▸ **The request**
Copy the rows below word for word, starting at the row that contains "For this evaluation, locate the lamp" and ending with the last row, both included.

[START OF Data to process]

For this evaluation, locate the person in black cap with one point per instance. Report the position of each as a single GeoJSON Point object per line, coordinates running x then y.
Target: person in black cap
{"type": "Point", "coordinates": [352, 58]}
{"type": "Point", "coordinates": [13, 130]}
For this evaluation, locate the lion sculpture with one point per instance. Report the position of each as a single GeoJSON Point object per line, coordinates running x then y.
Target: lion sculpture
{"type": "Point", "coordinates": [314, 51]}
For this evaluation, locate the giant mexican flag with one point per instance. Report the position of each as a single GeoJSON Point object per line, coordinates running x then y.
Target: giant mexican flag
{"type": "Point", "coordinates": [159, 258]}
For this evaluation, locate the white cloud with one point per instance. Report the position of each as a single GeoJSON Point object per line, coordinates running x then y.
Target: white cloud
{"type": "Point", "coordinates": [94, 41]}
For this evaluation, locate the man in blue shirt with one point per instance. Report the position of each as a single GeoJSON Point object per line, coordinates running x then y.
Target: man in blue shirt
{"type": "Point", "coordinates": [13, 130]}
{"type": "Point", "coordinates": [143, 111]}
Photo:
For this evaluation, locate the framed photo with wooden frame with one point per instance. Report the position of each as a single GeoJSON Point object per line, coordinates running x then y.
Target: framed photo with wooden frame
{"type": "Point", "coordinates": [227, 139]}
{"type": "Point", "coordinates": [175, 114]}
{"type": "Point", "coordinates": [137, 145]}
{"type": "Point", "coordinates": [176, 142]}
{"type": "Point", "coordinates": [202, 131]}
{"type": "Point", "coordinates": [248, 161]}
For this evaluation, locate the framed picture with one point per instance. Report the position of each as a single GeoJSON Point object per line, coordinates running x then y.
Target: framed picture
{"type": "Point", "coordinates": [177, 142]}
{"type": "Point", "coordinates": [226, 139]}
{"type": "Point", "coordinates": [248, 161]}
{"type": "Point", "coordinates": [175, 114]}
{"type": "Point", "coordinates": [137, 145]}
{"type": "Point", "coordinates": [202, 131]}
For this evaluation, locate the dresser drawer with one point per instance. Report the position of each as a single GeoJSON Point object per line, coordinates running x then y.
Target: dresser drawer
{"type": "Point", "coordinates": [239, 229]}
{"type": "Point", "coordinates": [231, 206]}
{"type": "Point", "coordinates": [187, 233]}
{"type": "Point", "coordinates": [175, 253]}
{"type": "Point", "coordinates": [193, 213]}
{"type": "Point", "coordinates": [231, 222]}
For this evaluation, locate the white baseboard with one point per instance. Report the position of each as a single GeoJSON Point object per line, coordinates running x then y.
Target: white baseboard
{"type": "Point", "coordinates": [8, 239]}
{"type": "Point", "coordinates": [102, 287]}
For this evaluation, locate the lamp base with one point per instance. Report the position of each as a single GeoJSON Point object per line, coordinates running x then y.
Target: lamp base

[END OF Data to process]

▸ **Task answer**
For this evaluation, locate the lamp base with one point per instance. Report the position of each as a single GeoJSON Point object per line, coordinates running x then y.
Target: lamp base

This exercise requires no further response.